#### Directions for this task:
Write out only the tail of the records, beginning at the line containing "Mark a dot on each instance of the house" and including the last line, exactly as written.

[begin Material to process]

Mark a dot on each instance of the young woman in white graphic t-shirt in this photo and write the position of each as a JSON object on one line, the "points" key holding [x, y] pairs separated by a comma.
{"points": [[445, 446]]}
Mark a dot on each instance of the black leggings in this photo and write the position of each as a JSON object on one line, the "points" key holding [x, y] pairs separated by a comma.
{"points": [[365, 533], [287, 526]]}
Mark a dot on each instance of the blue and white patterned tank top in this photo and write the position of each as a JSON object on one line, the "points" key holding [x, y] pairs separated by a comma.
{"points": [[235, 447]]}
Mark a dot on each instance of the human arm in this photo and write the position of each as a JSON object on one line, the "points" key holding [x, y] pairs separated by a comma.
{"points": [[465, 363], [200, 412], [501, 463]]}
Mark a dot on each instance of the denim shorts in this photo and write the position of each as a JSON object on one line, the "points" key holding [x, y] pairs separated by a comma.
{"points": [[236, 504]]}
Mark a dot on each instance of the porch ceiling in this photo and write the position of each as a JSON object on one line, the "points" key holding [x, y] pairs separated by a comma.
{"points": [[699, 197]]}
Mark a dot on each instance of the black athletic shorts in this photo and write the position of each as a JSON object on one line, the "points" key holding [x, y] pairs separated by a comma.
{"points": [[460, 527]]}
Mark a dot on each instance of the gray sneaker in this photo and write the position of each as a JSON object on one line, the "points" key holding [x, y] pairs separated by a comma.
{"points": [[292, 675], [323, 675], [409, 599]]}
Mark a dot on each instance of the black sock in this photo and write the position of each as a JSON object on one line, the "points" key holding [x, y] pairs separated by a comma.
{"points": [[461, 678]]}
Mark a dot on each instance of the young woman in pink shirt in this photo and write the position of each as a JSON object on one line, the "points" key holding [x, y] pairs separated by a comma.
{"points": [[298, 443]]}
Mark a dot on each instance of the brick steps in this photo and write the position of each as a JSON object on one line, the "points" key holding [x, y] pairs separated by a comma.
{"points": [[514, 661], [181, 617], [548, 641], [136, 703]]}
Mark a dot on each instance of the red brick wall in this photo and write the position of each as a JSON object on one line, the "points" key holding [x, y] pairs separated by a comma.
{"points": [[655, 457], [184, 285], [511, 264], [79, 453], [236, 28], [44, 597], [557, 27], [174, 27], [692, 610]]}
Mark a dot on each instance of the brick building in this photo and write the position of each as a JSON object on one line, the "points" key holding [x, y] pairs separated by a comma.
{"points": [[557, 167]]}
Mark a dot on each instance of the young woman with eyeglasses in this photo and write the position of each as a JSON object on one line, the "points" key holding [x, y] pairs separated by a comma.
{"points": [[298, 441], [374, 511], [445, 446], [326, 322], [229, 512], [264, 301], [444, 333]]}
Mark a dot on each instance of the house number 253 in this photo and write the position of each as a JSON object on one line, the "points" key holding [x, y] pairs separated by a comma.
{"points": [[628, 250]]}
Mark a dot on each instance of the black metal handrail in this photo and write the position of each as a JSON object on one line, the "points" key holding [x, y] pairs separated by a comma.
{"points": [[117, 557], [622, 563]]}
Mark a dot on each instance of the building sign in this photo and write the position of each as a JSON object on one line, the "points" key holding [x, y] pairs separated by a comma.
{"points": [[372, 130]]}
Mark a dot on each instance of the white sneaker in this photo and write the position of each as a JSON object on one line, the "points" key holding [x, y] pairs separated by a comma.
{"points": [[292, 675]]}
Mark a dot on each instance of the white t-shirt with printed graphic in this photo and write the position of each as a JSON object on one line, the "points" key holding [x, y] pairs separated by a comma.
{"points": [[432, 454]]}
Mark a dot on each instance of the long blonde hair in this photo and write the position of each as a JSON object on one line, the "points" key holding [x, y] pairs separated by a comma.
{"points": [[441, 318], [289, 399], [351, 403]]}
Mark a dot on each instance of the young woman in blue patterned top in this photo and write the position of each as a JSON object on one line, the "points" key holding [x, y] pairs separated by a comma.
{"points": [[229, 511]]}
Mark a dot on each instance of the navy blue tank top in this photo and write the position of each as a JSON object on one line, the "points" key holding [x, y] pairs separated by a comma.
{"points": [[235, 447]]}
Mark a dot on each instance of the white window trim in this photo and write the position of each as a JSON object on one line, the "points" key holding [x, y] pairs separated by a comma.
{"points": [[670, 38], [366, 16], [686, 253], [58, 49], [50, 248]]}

[end Material to process]

#### Exercise result:
Mark a dot on each instance of the house number 253 in this photo and write the position of each as a JSON object on one line, the "points" key holding [x, y] pairs separated by a comma.
{"points": [[628, 250]]}
Mark a dot on each instance of the black metal handrail in this photo and write the position of each as a JSON object on one line, the "points" key holding [x, y] pairs separated by a comma.
{"points": [[117, 557], [622, 563]]}
Mark a dot on each instance of the building sign in this photo and write the position of each as a JSON object on one line, the "points" key holding [x, y] pairs separated by a comma.
{"points": [[372, 130]]}
Mark a dot on each instance of the white sneaker in this photo and write the position of each as a JSON object on one line, the "points" key holding [x, y] pairs separated by a comma.
{"points": [[292, 675]]}
Mark a dot on each instance of the white t-shirt with printed graphic in this photo and write the position of each as a JSON object on one line, the "points" key holding [x, y] pairs separated by a comma.
{"points": [[432, 454]]}
Mark a dot on each instance of the long blonde hair in this photo and write the position of each as a JSON object on one line, the "points" key holding [x, y] pairs separated by a comma.
{"points": [[441, 318], [289, 399], [351, 403]]}
Mark a dot on each instance of the young woman in blue patterned top in this photo and write the position of each as a JSON object on one line, the "points" key holding [x, y] pairs separated by a comma.
{"points": [[229, 511]]}
Mark a dot on each instance of the navy blue tank top in this photo and write the position of each as a JSON object on one line, the "points" key holding [x, y] pairs separated by a comma.
{"points": [[235, 447]]}
Mark a dot on each instance of the white window trim in this photo and write the position of each as a JSON object on one line, the "points" key holding [x, y] pairs separated by a comma.
{"points": [[670, 38], [366, 16], [686, 253], [58, 49], [50, 248]]}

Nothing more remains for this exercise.